## To do:
Locate each line of the material below that includes the string "every", and copy those lines out.

━━━━

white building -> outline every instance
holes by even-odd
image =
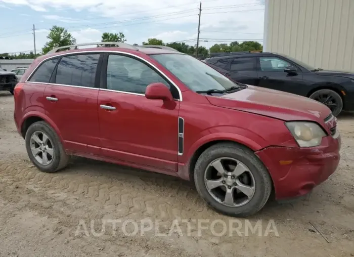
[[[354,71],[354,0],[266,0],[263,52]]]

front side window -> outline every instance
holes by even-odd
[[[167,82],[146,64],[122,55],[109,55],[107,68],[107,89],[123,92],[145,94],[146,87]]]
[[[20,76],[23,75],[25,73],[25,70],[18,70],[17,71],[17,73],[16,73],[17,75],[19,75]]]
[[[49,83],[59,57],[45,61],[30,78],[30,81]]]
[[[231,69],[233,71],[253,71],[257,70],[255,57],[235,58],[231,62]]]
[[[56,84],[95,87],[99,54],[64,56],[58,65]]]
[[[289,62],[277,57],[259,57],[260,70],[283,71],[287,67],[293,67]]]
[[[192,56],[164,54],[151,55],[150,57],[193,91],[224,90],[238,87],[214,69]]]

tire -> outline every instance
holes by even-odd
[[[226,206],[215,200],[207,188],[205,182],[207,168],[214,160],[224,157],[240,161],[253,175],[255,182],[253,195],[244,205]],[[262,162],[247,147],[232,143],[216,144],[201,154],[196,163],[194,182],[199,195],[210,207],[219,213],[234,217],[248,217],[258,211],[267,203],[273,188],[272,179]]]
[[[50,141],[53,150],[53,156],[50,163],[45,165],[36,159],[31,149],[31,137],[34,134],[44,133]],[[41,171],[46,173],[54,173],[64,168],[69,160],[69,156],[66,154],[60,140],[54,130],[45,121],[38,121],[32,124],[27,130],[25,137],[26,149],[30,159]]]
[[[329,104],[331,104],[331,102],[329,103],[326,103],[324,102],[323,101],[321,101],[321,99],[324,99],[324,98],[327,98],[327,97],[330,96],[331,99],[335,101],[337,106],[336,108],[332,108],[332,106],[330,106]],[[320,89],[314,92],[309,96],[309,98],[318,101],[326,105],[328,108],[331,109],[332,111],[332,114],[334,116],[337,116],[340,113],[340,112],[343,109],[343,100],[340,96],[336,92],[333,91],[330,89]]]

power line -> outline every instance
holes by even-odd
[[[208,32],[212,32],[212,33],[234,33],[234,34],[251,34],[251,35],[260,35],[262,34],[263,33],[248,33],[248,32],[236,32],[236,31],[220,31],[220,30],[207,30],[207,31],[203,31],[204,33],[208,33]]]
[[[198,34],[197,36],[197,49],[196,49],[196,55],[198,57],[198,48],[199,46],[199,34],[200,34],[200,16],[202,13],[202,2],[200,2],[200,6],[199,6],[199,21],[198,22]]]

━━━━

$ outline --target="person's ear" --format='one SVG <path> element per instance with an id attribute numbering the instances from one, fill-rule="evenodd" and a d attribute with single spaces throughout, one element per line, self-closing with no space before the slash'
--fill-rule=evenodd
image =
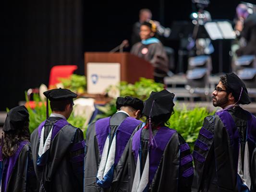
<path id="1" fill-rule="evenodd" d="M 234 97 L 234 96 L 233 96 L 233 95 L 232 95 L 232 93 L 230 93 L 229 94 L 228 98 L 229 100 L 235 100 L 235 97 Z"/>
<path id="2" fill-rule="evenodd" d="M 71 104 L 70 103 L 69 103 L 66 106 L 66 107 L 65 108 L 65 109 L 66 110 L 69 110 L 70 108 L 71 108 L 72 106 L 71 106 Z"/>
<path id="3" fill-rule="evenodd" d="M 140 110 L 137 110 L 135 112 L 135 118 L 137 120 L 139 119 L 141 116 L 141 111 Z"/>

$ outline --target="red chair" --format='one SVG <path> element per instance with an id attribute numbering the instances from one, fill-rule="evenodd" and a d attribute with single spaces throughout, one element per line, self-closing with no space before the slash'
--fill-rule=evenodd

━━━━

## Expected answer:
white building -> outline every instance
front side window -> outline every instance
tire -> outline every instance
power line -> outline every instance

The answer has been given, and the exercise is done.